_What needs to be done_:
Reproduce all of the rows below word for word, leaving out the pictures.

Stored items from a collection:

## start

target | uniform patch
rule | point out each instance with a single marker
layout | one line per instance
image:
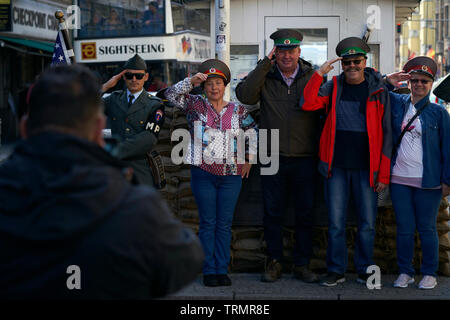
(159, 114)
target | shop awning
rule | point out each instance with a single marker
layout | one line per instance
(40, 45)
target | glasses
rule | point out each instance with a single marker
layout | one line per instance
(349, 62)
(422, 81)
(129, 75)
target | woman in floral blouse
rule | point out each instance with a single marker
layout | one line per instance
(217, 168)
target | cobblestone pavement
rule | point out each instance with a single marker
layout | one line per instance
(249, 286)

## end

_Task response_:
target | uniform patch
rule | point out each instance with a single marker
layout | one line per instance
image:
(159, 114)
target | shop awning
rule | point out each instance with a single marker
layout | one line per instance
(40, 45)
target | glasses
rule | point out each instance with a single marker
layout | one line per instance
(349, 62)
(422, 81)
(129, 75)
target | woman in floral blouse
rule | point out each instance with a single marker
layout | one line per instance
(217, 168)
target | cobblestone pavement
rule | point out each instance with a single marker
layout | one line per instance
(249, 286)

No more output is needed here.